◆ WORK INSTRUCTIONS ◆
Count the lines in the material below that contain the string "wooden", matching case exactly, and give only the number.
— start EXERCISE DATA —
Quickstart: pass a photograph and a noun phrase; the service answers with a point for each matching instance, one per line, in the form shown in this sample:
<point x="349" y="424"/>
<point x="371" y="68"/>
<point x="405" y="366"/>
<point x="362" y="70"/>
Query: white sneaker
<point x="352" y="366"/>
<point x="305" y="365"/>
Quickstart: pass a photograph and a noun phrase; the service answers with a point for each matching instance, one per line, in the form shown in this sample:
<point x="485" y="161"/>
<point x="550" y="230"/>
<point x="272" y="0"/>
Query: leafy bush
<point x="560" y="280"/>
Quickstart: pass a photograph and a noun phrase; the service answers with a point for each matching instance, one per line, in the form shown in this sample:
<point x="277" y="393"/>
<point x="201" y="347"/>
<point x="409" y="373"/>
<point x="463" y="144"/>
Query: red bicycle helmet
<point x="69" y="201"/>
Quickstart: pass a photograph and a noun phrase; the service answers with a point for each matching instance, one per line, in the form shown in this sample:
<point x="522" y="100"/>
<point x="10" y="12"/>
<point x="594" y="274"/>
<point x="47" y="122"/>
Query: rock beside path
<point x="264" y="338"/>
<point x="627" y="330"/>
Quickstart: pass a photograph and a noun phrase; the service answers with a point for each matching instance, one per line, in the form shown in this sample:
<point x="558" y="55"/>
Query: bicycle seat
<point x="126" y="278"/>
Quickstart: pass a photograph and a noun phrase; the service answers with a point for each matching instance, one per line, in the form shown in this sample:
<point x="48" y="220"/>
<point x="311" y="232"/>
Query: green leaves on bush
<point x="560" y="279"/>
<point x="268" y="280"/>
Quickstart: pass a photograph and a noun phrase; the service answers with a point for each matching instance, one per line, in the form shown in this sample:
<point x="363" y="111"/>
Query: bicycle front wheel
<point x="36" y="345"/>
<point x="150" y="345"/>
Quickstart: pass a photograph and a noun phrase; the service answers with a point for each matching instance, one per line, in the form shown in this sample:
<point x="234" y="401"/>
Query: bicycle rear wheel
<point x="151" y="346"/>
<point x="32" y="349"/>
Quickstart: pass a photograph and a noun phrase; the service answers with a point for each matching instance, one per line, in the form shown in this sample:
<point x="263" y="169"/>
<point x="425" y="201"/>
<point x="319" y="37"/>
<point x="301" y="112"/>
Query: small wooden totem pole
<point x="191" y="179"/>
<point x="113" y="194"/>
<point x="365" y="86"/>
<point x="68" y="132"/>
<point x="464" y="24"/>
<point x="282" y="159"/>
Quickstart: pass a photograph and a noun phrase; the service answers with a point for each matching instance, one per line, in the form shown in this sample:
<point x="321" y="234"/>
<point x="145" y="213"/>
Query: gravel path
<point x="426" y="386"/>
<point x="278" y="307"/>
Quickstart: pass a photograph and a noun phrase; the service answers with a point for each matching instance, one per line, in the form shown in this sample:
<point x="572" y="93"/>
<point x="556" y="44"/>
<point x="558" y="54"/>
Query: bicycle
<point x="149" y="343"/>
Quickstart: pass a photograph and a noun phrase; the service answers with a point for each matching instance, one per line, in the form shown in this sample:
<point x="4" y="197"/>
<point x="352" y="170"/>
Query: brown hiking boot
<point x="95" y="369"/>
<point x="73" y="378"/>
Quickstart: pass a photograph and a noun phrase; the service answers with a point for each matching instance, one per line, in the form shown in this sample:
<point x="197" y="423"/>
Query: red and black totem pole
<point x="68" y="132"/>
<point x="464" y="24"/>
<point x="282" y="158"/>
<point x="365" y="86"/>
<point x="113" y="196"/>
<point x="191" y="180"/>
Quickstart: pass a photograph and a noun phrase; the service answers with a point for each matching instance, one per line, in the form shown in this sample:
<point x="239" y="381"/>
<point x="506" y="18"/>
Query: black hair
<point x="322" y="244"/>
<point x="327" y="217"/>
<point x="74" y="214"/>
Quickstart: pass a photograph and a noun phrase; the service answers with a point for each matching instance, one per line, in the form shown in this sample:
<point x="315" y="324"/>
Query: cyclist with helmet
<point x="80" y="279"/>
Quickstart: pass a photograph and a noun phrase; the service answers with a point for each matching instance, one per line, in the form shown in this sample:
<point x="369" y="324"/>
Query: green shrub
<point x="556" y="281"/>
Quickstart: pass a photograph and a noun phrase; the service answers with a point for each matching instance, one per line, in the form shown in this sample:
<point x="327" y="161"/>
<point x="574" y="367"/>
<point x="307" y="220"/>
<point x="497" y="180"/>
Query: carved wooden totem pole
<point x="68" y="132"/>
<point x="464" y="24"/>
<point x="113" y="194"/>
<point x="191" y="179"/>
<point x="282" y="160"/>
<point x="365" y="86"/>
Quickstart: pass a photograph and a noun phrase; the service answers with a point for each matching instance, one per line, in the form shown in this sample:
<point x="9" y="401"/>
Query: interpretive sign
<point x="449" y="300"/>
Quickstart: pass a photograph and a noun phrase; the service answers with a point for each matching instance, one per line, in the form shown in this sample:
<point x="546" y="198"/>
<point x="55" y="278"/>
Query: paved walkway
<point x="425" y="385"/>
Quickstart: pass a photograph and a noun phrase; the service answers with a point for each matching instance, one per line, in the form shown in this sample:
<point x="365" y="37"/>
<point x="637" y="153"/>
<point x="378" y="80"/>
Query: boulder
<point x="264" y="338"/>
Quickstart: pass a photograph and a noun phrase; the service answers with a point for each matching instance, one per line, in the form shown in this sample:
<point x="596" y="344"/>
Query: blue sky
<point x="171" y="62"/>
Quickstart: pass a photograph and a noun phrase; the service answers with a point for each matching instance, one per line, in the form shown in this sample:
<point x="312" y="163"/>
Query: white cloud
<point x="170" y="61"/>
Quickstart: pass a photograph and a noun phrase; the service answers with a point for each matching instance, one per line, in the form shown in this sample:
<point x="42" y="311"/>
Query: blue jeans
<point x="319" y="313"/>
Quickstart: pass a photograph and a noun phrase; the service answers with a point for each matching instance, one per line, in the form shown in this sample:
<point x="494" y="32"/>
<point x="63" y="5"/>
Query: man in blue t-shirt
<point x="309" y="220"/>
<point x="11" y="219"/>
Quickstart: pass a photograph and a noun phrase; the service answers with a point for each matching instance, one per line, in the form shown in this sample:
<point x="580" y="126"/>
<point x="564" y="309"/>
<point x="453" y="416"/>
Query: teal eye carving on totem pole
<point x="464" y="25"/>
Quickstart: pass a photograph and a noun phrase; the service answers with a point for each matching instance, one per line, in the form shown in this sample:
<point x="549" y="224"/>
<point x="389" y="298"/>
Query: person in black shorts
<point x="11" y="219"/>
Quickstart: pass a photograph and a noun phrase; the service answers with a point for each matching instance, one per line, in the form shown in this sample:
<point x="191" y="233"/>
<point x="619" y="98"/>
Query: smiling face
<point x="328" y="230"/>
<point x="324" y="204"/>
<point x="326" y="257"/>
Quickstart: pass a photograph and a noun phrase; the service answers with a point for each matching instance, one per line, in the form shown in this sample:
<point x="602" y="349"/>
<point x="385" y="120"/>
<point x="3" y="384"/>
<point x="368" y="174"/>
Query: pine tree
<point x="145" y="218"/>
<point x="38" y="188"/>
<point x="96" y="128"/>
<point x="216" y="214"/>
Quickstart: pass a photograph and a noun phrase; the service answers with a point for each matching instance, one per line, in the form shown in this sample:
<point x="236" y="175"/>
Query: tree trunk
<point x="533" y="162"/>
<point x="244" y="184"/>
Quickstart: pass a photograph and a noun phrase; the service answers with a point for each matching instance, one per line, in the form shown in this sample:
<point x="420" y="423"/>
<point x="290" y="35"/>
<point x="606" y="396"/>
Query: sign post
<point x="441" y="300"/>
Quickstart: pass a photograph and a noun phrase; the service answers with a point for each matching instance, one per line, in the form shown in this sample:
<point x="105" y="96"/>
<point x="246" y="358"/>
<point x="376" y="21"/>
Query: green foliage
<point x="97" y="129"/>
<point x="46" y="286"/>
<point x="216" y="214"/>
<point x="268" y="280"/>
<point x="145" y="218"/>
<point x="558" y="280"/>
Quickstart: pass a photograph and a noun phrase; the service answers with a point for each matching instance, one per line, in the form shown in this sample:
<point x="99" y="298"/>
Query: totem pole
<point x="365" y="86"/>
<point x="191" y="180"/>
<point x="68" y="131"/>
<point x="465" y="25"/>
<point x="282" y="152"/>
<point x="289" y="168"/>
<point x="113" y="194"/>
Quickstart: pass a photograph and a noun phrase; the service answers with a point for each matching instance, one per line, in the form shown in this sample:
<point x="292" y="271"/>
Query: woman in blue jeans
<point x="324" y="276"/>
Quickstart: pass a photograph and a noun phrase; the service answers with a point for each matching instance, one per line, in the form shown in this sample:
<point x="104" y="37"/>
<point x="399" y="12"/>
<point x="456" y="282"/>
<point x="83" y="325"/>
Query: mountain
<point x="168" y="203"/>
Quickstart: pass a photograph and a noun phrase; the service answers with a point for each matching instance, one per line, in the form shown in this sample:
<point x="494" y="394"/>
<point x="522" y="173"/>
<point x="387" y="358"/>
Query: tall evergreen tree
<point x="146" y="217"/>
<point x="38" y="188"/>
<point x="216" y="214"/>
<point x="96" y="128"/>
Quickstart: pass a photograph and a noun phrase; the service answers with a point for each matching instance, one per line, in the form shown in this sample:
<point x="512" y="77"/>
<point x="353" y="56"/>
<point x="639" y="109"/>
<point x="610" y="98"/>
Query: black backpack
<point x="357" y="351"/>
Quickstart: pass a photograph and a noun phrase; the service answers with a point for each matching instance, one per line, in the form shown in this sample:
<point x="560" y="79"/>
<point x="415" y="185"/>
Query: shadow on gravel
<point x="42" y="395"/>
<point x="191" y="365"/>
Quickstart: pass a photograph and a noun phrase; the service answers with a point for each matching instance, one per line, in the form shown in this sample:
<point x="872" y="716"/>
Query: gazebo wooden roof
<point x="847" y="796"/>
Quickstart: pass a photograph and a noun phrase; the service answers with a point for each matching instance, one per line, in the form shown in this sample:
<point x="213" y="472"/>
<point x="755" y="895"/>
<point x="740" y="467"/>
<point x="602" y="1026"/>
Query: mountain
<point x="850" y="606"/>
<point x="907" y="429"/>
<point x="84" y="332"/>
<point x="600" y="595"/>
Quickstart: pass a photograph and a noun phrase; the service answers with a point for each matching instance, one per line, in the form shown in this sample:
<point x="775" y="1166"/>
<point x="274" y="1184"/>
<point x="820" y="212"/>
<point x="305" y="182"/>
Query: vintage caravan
— end EXERCISE DATA —
◆ ANSWER TO THE EXERCISE ◆
3